«Mein Spiegel schaut nach innen» («Mi espejo mira hacia dentro»). Paul Klee

Todo cuanto escriba en este artículo está sometido a la difícil circunstancia de ser una atrevida elucubración mía, desde un sistema filosófico-literario que me he inventado a falta de uno que me satisfaga plenamente, supongo que por una vieja y terca manía de hacer mis cosas por mí mismo y conforme a mi obstinada y peculiar manera. Por consiguiente, me basta con saber que me sirve a título personal. Si a alguien más se le aviene bien, pues no podré pedir más sabiendo que ya no soy un solitario terco…

Sobre idealismo simbólico puede leerse algo en mi página web, de modo que pueda ocuparme expresamente del tema central del título de este ensayo, que pretende ser una reflexión menos compleja que la que suscita aquel. Diremos, eso sí, que el fundamento del sistema es la concepción del mundo en tanto que órgano reflector cuyo azogue es la belleza exterior, a cuya restauración está llamada la poesía —en su sentido más amplio, como esencia armónica de todas las artes—, y en el cual el alma logra conocerse a sí misma reconociendo en dicho reflejo su propia armonía interior al resonar esta con aquella en un lenguaje íntimo.

La poesía, por consiguiente —y siendo exteriorización de este lenguaje íntimo que reestablece la belleza en el mundo, donde el alma se refleja y reconoce—, es mediadora entre el ser y su identidad. Eso significa, sensu stricto, que ella compromete lo más esencial de mí en cuanto que persona humana.

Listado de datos
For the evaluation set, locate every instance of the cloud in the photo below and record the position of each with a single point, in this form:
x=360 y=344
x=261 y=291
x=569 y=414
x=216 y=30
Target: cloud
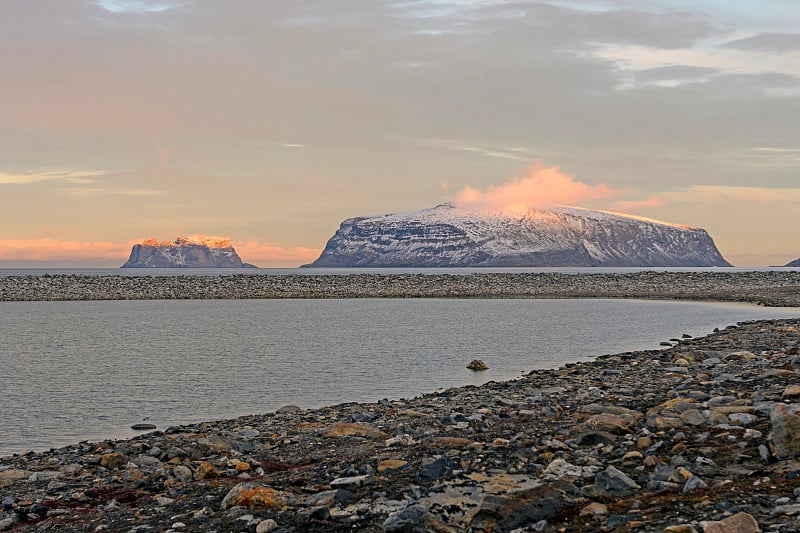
x=101 y=253
x=76 y=176
x=264 y=254
x=53 y=250
x=542 y=187
x=767 y=42
x=137 y=6
x=708 y=193
x=632 y=206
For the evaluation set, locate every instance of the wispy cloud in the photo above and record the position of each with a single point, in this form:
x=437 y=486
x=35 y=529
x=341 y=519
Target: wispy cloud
x=265 y=254
x=137 y=6
x=542 y=187
x=89 y=252
x=74 y=176
x=502 y=152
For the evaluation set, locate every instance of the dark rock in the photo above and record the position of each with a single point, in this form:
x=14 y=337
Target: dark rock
x=437 y=469
x=412 y=519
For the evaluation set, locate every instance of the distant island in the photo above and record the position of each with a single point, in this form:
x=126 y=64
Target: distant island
x=450 y=236
x=185 y=252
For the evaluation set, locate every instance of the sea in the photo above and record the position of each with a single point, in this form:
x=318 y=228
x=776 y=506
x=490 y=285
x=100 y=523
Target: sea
x=88 y=370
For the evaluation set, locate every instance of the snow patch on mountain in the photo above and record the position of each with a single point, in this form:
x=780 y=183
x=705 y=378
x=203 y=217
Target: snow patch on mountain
x=185 y=252
x=450 y=236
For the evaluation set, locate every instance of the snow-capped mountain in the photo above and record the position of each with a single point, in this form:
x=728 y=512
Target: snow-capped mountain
x=449 y=236
x=185 y=252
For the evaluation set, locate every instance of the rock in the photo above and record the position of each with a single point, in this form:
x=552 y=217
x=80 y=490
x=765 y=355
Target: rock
x=607 y=422
x=561 y=469
x=391 y=464
x=791 y=391
x=446 y=442
x=452 y=236
x=790 y=509
x=206 y=470
x=254 y=496
x=267 y=526
x=595 y=509
x=436 y=469
x=345 y=429
x=348 y=483
x=694 y=483
x=184 y=252
x=113 y=461
x=477 y=365
x=693 y=417
x=612 y=482
x=785 y=431
x=288 y=410
x=682 y=528
x=412 y=519
x=738 y=523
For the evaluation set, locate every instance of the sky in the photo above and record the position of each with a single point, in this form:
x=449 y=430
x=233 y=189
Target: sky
x=270 y=122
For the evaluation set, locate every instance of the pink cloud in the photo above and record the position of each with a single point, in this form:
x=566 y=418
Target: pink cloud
x=631 y=206
x=57 y=250
x=542 y=187
x=264 y=254
x=99 y=253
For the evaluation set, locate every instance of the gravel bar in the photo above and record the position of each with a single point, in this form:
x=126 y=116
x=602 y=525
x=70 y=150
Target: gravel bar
x=768 y=288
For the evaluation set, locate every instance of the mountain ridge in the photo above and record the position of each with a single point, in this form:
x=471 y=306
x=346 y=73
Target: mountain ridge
x=450 y=236
x=185 y=252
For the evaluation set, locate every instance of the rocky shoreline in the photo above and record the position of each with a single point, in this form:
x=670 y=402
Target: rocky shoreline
x=701 y=436
x=770 y=288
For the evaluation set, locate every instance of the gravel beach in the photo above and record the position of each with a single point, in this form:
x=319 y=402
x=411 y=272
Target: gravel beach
x=772 y=288
x=700 y=436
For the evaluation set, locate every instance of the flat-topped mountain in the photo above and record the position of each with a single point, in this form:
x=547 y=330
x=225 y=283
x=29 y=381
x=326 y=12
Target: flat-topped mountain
x=185 y=252
x=450 y=236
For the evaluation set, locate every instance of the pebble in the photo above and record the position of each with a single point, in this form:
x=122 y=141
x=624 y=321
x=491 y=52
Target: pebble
x=614 y=443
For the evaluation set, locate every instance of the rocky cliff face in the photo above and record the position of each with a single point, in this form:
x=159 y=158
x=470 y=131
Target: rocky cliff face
x=184 y=252
x=448 y=236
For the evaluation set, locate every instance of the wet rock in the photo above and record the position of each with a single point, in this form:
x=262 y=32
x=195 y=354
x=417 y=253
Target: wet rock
x=267 y=526
x=738 y=523
x=436 y=469
x=344 y=429
x=785 y=431
x=254 y=496
x=113 y=461
x=611 y=482
x=391 y=464
x=412 y=519
x=477 y=365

● **TAREA BREVE A**
En el ensayo sobre el idealismo simbólico, ¿qué es el azogue del órgano reflector con que se concibe el mundo?
● **TAREA BREVE B**
Copia literalmente del ensayo todo lo que va desde "La poesía, por" hasta "que persona humana.".
● **TAREA BREVE C**
Prosigue el ensayo sobre la poesía y el idealismo simbólico a partir de su última oración.
Las filas no tienen relación alguna con el ensayo.

● **RESPUESTA ESPERADA A**
La belleza exterior.

● **RESPUESTA ESPERADA B**
La poesía, por consiguiente —y siendo exteriorización de este lenguaje íntimo que reestablece la belleza en el mundo, donde el alma se refleja y reconoce—, es mediadora entre el ser y su identidad. Eso significa, sensu stricto, que ella compromete lo más esencial de mí en cuanto que persona humana.

● **RESPUESTA ESPERADA C**
Sin la poesía nadie es lo que debería ser. Entiendo que acabo de hacer una afirmación muy seria, sin embargo, fundo mi concepción ontológica en este categórico, pues asumo la belleza como el tiempo de mi alma. Todo cuanto soy transcurre en ella o en su ausencia, pero nunca al margen, en virtud de lo cual es la magnitud que edifica mi identidad y eternidad. Cuando las personas se vacían de aquella, también quedan exentas de (re)conocerse y trascender.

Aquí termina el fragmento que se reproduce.